Work required: Exactly the lines from the one with "brick building you can find." through the end of the records below are to be output, the first and last included, and no others.

[Records from a collection]

>>>

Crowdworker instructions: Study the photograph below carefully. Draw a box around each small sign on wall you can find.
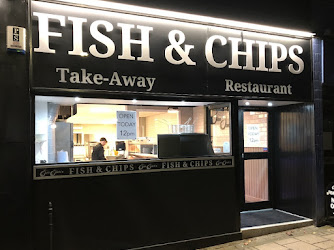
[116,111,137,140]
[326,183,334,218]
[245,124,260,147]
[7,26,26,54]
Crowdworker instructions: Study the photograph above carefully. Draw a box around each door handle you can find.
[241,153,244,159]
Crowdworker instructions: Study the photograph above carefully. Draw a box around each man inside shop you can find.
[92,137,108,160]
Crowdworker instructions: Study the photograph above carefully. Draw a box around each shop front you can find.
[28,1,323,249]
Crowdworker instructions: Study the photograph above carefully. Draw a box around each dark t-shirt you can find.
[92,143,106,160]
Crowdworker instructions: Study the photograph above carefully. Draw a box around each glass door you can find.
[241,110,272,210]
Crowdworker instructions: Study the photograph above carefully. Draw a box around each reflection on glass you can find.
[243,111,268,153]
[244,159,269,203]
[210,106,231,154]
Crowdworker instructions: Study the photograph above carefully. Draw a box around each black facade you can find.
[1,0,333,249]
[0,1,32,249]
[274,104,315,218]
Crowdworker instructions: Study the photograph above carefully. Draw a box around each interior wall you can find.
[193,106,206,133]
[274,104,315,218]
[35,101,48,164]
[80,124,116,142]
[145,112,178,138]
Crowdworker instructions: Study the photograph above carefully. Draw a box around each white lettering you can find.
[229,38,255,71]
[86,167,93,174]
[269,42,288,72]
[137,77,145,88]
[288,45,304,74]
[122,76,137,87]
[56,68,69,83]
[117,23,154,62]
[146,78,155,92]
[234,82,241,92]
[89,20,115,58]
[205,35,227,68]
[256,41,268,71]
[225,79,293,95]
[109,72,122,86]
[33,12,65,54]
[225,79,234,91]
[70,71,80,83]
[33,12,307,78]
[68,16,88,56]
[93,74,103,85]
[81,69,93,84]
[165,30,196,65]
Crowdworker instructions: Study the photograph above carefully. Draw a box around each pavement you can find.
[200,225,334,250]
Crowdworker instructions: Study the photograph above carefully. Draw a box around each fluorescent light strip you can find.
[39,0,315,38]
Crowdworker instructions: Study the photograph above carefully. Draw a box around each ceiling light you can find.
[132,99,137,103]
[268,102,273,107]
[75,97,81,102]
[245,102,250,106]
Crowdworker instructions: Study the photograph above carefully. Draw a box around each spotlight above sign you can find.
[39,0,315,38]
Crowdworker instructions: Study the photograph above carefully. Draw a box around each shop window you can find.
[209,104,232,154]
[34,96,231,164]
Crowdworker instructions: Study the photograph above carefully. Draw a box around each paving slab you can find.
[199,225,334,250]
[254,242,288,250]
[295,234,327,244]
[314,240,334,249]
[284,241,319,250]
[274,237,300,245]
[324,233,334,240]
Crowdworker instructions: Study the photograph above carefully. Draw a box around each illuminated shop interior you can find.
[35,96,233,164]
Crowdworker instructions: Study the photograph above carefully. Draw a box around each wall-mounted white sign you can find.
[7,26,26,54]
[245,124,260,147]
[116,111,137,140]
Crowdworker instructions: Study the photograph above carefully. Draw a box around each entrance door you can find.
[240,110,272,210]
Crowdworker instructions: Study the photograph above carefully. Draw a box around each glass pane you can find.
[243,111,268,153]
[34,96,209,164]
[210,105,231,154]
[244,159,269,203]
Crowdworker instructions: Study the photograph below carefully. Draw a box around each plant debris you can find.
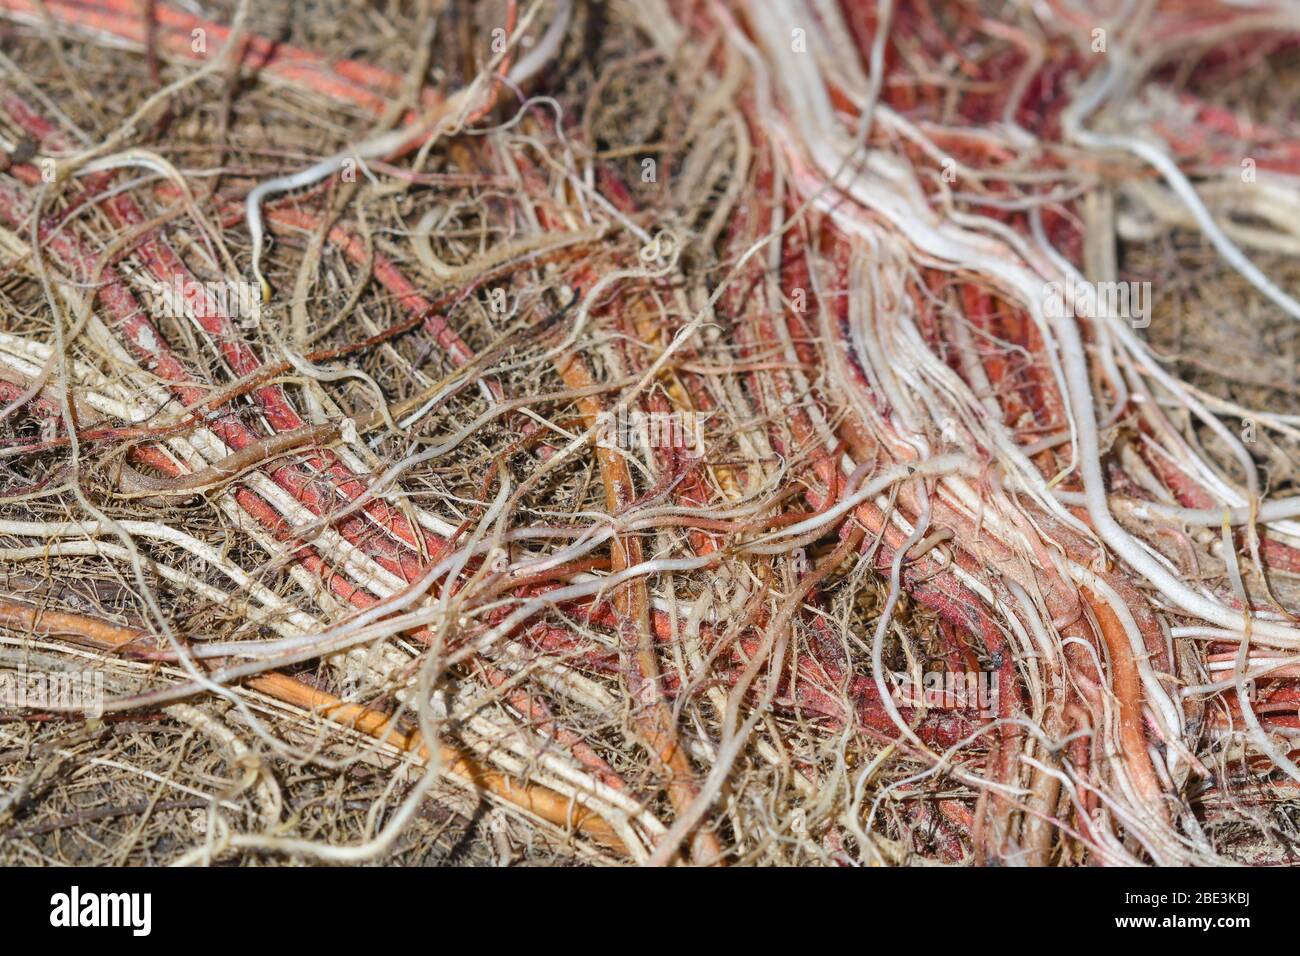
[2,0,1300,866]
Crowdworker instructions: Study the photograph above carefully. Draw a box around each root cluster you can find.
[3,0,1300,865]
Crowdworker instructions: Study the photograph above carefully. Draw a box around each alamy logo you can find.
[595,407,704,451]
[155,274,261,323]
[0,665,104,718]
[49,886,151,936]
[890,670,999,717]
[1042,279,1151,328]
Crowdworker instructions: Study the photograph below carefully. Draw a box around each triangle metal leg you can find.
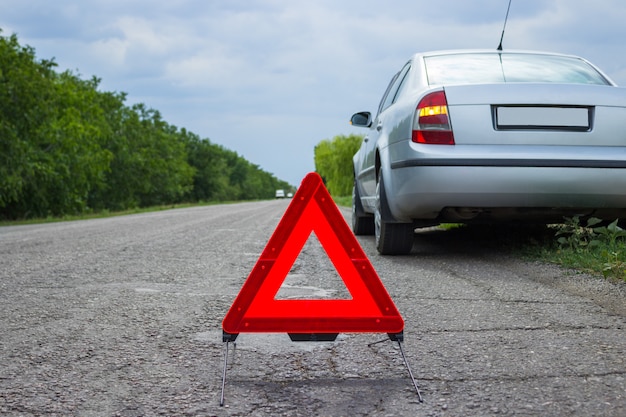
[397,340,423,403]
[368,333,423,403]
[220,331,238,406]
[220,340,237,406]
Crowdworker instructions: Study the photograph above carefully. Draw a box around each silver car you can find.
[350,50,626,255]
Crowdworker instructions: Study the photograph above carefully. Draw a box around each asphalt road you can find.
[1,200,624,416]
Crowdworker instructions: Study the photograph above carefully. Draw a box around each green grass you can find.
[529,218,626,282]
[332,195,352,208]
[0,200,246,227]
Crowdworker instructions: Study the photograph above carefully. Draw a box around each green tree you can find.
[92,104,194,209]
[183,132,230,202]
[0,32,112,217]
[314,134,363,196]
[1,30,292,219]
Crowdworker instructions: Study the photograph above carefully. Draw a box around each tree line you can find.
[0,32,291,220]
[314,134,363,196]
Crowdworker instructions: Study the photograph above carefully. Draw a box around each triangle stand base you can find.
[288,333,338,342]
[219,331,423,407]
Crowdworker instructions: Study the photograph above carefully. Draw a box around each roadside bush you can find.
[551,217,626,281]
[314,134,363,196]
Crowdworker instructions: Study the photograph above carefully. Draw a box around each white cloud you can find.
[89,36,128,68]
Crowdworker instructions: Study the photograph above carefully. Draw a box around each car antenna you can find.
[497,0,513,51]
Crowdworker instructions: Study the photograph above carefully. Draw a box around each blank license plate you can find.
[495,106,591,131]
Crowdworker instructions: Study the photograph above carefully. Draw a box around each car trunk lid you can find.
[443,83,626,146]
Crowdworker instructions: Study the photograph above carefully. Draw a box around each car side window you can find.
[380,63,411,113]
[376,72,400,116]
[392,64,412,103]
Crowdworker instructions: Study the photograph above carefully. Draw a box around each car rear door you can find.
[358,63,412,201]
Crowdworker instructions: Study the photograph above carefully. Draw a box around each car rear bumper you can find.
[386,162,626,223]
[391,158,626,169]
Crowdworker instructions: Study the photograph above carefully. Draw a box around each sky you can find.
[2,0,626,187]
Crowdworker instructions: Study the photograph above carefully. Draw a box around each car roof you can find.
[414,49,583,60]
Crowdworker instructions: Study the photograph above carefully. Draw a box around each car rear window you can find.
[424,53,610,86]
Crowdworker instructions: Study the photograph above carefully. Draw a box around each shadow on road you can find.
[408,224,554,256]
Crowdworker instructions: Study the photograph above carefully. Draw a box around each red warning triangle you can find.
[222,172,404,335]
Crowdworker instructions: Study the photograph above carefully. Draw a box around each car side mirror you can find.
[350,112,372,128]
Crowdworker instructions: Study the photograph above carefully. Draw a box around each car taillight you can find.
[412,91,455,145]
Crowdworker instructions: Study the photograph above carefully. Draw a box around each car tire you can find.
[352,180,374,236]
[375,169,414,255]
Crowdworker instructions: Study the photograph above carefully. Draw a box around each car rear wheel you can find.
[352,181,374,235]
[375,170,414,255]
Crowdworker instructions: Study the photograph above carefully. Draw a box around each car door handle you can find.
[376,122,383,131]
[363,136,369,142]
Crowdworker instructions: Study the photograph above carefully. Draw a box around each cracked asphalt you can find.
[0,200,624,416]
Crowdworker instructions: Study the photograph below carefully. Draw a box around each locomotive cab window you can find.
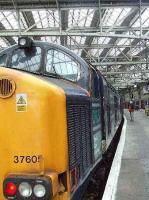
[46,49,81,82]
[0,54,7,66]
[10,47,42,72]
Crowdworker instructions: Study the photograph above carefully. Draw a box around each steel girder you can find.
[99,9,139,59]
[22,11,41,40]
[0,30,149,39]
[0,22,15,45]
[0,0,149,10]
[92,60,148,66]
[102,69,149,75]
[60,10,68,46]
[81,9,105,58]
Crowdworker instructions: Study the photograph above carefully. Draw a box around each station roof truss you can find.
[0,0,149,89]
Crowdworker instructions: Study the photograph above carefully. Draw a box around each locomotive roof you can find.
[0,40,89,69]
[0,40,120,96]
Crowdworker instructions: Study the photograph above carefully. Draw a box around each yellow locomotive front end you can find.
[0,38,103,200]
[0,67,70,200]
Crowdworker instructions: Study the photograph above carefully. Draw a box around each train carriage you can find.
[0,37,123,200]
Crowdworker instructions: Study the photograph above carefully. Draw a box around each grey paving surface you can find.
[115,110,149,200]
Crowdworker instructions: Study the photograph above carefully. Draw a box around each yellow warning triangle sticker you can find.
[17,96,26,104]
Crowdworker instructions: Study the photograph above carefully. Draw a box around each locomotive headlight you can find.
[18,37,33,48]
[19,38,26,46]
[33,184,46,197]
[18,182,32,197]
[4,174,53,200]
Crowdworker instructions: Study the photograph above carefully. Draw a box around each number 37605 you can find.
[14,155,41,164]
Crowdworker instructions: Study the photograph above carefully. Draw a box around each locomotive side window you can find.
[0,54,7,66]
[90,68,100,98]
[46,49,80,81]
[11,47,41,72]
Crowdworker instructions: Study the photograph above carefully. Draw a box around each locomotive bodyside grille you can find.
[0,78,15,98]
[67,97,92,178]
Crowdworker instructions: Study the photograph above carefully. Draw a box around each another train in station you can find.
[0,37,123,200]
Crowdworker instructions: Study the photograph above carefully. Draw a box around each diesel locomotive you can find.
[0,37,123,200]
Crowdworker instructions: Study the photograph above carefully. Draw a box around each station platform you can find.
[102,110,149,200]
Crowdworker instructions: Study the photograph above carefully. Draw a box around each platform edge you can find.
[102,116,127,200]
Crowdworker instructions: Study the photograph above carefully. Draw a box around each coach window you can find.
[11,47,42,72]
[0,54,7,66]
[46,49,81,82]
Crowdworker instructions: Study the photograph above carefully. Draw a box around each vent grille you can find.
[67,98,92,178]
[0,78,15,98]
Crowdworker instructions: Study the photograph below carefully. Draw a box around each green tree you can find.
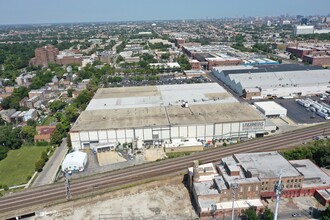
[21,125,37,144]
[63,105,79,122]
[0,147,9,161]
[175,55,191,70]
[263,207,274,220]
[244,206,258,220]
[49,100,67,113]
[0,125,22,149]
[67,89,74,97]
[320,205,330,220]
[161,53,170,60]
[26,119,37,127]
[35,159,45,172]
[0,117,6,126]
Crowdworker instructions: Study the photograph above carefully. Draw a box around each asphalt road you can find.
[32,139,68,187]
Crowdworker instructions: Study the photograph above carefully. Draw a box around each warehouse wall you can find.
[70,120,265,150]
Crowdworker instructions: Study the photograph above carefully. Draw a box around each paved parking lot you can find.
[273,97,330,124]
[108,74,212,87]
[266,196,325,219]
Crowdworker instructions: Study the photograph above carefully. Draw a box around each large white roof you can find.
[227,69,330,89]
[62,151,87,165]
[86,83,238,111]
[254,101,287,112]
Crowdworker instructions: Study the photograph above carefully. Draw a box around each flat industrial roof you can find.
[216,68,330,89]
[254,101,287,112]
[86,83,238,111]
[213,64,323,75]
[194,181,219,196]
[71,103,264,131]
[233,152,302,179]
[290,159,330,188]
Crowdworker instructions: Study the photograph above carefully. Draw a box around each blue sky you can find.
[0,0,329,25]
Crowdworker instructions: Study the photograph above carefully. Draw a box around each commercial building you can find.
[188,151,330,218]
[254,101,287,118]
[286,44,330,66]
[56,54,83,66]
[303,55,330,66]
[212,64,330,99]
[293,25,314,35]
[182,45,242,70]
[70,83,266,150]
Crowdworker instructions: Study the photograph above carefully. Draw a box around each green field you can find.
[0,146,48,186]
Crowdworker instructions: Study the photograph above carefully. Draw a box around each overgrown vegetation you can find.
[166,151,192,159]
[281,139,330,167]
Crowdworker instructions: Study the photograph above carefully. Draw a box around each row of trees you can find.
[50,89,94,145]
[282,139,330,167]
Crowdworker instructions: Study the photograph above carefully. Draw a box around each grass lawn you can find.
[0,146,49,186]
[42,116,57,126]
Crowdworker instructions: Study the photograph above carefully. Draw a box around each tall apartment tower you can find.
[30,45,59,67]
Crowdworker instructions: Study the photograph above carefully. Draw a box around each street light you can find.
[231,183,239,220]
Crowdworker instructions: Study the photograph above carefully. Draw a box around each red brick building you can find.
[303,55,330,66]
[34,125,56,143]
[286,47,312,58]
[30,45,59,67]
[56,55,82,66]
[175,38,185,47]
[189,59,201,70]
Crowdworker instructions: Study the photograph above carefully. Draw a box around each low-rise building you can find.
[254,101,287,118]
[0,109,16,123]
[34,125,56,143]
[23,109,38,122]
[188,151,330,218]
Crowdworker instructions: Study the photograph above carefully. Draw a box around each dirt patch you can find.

<<<

Answer for this exercise:
Crowdworker instructions: Study the photograph above carefully. Draw a box around each red brick building you can find.
[303,55,330,66]
[34,125,56,143]
[286,47,312,58]
[30,45,59,67]
[56,55,82,66]
[175,38,185,47]
[189,59,201,70]
Crowdworker instructions: Study the photograph above carefully. Draw a box around each low-rise building you can find.
[254,101,287,118]
[0,109,16,123]
[34,125,56,143]
[23,109,38,122]
[188,151,330,218]
Crowdworker instructions: Study the photograph above carefully. Draw a box around each dirt patch you can find.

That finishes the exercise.